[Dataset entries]
-----
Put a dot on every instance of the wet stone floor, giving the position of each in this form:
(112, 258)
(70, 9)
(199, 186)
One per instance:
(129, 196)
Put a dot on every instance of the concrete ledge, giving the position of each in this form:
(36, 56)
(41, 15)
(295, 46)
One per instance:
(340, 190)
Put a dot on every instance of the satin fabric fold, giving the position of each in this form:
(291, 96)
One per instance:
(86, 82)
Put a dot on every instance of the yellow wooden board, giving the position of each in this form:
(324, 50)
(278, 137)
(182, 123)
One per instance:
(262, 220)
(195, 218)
-----
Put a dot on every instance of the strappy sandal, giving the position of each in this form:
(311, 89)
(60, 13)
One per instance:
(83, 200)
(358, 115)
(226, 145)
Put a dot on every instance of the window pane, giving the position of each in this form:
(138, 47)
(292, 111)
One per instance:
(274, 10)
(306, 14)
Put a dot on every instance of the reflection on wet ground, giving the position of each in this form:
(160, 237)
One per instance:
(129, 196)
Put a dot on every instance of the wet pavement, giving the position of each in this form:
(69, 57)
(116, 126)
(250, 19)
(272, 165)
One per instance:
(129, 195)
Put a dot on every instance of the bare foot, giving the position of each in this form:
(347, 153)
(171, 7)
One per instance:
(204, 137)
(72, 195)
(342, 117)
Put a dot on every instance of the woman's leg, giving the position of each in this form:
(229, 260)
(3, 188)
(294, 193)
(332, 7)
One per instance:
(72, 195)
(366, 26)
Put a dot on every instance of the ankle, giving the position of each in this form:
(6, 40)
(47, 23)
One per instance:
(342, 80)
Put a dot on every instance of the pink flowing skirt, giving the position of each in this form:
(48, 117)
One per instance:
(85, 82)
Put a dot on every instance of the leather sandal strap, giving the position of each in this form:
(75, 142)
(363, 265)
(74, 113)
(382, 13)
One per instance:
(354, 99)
-----
## Prompt
Which lines in the data above hold the string "sandal"? Return each of them.

## Written solution
Put a dot on every instance of the strappy sandal, giving the position of each in this form:
Put a dot on every instance of the leather sandal strap, giving the position of each in this form:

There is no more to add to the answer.